==== Brano fornito ====

Il vero rischio dei ragazzi oggi è proprio questo: l’assenza di
una generazione di adulti pronti a raccogliere la sfida e a
fronteggiare lo scontro, in una società per molti aspetti
“adolescenziale”, in perenne fase di passaggio e di
trasformazione, che tende a restringere il divario fra generazioni e
a negare ogni differenza.
C./
P.: A proposito di funzione
paterna e di ruolo: quale spazio rimane oggi quando il gesto o il
dire del padre non è più solidale con il dire sociale, quando il
padre si scolla, nel dire privato, dal dire pubblico? E come è
possibile questo rimando senza cadere nell’invocazione che dal
padre porta al padrone?
S.

====

■ Attività da svolgere:
(1) Indica se ciascuna affermazione concorda con il brano sulle generazioni e la funzione paterna, rispondendo sì o no e citando testualmente le parole decisive: (a) la società odierna tende ad ampliare il divario fra generazioni; (b) il vero rischio dei ragazzi è l'assenza di adulti pronti a raccogliere la sfida; (c) la domanda finale considera il caso in cui il dire del padre non è più solidale con il dire sociale.
(2) Prosegui il brano sulle generazioni e la funzione paterna dal punto in cui termina, scrivendo un paragrafo di risposta alla domanda sul ruolo del padre.
Le righe di dati hanno una provenienza diversa da quella del brano.

==== Estratti di dati ====

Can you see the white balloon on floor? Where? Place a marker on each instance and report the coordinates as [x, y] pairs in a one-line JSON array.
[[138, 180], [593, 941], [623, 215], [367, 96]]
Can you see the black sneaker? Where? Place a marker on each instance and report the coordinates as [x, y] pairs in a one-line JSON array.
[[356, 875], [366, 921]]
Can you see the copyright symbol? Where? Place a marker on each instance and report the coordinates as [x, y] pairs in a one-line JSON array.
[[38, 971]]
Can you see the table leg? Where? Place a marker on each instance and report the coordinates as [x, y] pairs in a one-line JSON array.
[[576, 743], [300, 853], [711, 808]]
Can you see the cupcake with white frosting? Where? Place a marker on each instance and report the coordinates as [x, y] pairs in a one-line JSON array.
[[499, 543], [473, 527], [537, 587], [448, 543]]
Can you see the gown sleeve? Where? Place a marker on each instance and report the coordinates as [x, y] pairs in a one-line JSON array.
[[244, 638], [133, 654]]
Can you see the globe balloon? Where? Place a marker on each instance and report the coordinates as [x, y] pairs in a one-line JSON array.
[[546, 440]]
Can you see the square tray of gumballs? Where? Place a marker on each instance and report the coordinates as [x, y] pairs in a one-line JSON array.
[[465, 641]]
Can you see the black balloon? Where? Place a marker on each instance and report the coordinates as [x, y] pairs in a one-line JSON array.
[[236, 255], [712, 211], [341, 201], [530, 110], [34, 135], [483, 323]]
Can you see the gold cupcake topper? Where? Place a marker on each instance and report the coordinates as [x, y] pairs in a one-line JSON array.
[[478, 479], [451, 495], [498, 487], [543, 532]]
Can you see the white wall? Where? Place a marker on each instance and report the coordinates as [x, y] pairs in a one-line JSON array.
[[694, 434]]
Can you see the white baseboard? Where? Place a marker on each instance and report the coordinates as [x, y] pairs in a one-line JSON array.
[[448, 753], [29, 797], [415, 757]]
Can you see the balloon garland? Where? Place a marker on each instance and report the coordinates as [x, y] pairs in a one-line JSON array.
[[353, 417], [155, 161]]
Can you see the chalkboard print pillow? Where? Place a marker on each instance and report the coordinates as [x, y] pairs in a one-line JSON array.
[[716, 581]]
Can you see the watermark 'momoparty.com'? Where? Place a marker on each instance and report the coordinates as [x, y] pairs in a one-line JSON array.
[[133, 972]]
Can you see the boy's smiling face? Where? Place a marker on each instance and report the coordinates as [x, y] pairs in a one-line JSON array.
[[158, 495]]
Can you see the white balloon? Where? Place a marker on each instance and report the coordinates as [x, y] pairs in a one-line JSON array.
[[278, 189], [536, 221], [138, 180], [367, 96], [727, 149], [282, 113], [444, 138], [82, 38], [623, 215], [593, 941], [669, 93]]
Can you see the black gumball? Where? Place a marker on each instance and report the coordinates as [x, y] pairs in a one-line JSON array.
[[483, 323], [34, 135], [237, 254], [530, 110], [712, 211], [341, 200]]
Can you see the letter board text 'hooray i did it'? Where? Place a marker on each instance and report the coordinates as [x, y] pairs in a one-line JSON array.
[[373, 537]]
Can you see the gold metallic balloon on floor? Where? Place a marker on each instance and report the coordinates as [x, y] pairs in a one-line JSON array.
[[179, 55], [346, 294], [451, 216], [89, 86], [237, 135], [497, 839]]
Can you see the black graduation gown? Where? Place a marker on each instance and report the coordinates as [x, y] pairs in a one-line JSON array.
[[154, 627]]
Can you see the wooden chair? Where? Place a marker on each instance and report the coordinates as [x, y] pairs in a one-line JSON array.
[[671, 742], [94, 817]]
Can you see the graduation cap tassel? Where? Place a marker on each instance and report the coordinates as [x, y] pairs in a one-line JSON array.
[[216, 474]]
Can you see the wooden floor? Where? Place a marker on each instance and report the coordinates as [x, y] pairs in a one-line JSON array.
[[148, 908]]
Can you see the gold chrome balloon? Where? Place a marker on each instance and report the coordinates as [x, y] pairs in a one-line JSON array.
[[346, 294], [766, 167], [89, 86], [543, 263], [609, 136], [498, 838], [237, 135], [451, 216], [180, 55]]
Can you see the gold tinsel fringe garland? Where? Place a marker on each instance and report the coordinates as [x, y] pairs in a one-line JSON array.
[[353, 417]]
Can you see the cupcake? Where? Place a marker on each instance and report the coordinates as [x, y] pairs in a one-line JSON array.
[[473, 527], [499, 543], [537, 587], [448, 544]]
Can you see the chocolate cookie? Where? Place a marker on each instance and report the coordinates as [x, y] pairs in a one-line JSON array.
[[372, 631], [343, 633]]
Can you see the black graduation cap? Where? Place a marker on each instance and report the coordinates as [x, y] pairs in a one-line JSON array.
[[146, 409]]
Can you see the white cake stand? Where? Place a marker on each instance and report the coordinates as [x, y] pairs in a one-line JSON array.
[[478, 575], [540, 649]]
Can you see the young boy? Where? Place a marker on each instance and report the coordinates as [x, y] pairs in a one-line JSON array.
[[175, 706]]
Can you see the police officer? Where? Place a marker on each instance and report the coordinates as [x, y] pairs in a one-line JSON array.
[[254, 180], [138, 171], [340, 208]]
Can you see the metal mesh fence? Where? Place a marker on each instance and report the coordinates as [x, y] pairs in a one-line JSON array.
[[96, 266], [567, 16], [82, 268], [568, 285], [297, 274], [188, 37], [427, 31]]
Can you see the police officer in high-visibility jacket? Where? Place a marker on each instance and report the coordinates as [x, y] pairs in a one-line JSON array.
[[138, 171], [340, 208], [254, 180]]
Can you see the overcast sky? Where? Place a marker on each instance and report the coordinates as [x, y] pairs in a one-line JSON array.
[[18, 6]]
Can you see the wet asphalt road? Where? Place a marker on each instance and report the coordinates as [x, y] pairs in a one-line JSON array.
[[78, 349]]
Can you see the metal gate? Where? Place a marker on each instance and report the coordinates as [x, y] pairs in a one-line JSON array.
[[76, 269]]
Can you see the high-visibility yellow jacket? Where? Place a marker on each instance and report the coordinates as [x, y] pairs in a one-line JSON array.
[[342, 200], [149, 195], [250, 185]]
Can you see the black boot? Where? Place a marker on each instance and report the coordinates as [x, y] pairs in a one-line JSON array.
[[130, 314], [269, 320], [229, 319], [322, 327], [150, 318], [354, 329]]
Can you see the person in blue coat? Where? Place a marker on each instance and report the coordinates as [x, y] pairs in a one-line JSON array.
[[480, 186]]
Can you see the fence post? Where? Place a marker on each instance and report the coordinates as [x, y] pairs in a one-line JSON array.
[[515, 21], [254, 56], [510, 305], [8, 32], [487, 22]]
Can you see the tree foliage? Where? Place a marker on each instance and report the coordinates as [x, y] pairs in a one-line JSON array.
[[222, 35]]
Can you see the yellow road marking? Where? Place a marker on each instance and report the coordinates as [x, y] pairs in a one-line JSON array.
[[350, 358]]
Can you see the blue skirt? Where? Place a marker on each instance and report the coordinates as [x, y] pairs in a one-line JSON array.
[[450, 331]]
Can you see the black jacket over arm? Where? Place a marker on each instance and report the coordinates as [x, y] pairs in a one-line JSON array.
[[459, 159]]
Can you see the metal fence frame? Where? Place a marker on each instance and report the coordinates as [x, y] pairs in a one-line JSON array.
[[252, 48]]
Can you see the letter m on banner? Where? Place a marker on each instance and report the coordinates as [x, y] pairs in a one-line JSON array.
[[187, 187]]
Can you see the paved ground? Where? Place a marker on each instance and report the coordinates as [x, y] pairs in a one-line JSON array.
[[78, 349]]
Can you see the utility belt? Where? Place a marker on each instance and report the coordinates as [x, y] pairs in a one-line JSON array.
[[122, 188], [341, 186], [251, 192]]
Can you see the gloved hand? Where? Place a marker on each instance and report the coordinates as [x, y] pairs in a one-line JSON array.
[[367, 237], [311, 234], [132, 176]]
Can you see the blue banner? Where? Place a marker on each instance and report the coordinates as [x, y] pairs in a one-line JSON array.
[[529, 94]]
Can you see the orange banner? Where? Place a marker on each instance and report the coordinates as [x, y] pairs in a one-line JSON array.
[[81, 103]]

====

■ Le risposte:
(1)
(a) No: "tende a restringere il divario fra generazioni".
(b) Sì: "l’assenza di una generazione di adulti pronti a raccogliere la sfida".
(c) Sì: "quando il gesto o il dire del padre non è più solidale con il dire sociale".

(2)
V. F.: In una “società senza
padri” come l’attuale, il ruolo paterno tende a confondersi
sempre di più con quello materno. Come si sa, le funzioni tendono
sempre più a somigliarsi: spetta sia al padre che alla madre
prendersi cura dei figli, rispondere ai loro bisogni, offrire loro
affetto, sicurezza e protezione. Tuttavia quello di cui si avverte
maggiormente la mancanza oggi non è il padre come figura maschile:
l’uomo dal quale il figlio è stato generato è ben presente nella
sua mente, come in quella della madre, anche quando non c’è come
nei casi dei genitori separati. Quello che in molti casi viene a
mancare , come osservava un famoso psicanalista francese da poco
scomparso, Serge Lebovici, è il “principio paterno”, su cui si
fonda la norma, la legge, l’autorità: il terzo polo nel triangolo
familiare che attira a sé il figlio e lo separa dalla madre gettando
un ponte verso l’esterno, fra la famiglia e la società. Manca
insomma, nel mondo interiore dei figli maschi più ancora che nelle
figlie femmine, un’immagine di padre che raffiguri qualcuno che
“sta più in alto”: qualcuno a cui guardare e con cui
confrontarsi, anche attraverso una sana conflittualità, per poter
accedere al suo livello.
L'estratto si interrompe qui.